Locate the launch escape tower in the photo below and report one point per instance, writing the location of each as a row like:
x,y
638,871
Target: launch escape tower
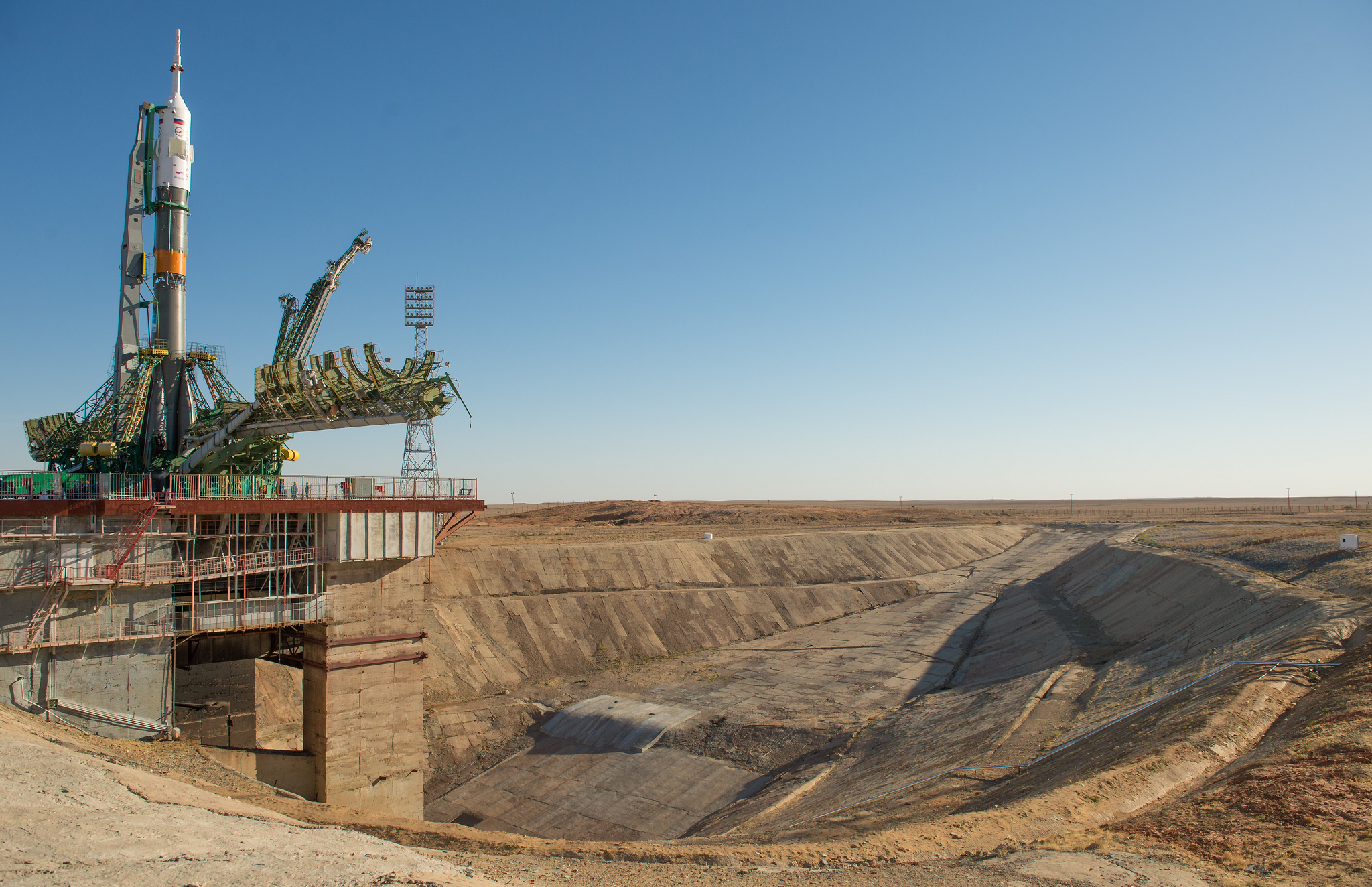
x,y
420,456
162,559
167,408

______

__GOAL OF THE EXERCISE__
Transcribe the records above exactly as they appear, leaving out any pictures.

__TASK RESULT__
Locate the launch escape tower in the photo below and report one point per instance, writing the location of each as a row like:
x,y
638,871
Target: launch escape tower
x,y
420,456
162,559
167,408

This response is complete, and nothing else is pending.